BEGIN

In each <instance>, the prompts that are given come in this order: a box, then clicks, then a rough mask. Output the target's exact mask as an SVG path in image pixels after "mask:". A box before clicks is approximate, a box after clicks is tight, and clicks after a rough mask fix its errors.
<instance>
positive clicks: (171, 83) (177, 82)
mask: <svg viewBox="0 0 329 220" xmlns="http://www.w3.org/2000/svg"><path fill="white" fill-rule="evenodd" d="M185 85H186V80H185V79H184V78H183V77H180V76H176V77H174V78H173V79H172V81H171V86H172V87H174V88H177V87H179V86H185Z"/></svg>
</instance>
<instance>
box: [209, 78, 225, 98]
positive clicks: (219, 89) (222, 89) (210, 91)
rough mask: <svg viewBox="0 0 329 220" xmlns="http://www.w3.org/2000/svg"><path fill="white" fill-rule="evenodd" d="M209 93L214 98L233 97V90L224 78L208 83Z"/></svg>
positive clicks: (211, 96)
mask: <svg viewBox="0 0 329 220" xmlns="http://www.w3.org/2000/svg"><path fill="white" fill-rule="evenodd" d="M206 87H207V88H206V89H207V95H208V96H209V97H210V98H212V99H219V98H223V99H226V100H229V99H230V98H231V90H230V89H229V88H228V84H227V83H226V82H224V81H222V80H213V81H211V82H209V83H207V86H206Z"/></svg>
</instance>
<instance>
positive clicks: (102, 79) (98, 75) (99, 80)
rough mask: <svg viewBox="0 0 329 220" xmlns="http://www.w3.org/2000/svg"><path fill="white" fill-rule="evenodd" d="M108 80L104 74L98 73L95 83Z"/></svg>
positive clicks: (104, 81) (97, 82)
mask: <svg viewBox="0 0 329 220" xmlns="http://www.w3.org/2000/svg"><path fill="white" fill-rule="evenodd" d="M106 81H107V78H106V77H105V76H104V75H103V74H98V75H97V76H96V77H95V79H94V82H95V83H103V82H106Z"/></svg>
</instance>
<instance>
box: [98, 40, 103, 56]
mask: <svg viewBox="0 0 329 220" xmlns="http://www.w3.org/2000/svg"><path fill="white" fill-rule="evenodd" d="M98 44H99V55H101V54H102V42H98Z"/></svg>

END

*What the task requires:* Your task is to reproduce all the records above exactly as they appear.

*Written answer:*
In each <instance>, the prompts that are given come in this order: a box, then clicks, then a rough mask. Output the target's exact mask as an SVG path in image pixels after "mask:". A box before clicks is approximate, a box after clicks is tight, and clicks after a rough mask fix its errors.
<instance>
positive clicks: (171, 83) (177, 82)
mask: <svg viewBox="0 0 329 220" xmlns="http://www.w3.org/2000/svg"><path fill="white" fill-rule="evenodd" d="M185 85H186V80H185V79H184V78H183V77H180V76H176V77H174V78H173V79H172V81H171V86H172V87H174V88H177V87H179V86H185Z"/></svg>
</instance>
<instance>
box: [209, 78, 225, 98]
positive clicks: (219, 89) (222, 89) (210, 91)
rough mask: <svg viewBox="0 0 329 220" xmlns="http://www.w3.org/2000/svg"><path fill="white" fill-rule="evenodd" d="M209 93L214 98L233 97V90L224 78L208 83Z"/></svg>
positive clicks: (211, 96)
mask: <svg viewBox="0 0 329 220" xmlns="http://www.w3.org/2000/svg"><path fill="white" fill-rule="evenodd" d="M206 87H207V88H206V89H207V95H208V96H209V97H210V98H212V99H219V98H223V99H226V100H229V99H230V98H231V90H230V89H229V88H228V84H227V83H226V82H224V81H222V80H213V81H211V82H209V83H207V86H206Z"/></svg>
</instance>
<instance>
positive clicks: (102, 79) (98, 75) (99, 80)
rough mask: <svg viewBox="0 0 329 220" xmlns="http://www.w3.org/2000/svg"><path fill="white" fill-rule="evenodd" d="M108 80L104 74L98 73L95 83Z"/></svg>
positive clicks: (104, 81) (97, 82)
mask: <svg viewBox="0 0 329 220" xmlns="http://www.w3.org/2000/svg"><path fill="white" fill-rule="evenodd" d="M106 81H107V78H106V77H105V76H104V75H103V74H98V75H97V76H96V77H95V79H94V82H95V83H103V82H106Z"/></svg>
</instance>
<instance>
box: [98, 40, 103, 56]
mask: <svg viewBox="0 0 329 220" xmlns="http://www.w3.org/2000/svg"><path fill="white" fill-rule="evenodd" d="M98 44H99V55H101V54H102V42H98Z"/></svg>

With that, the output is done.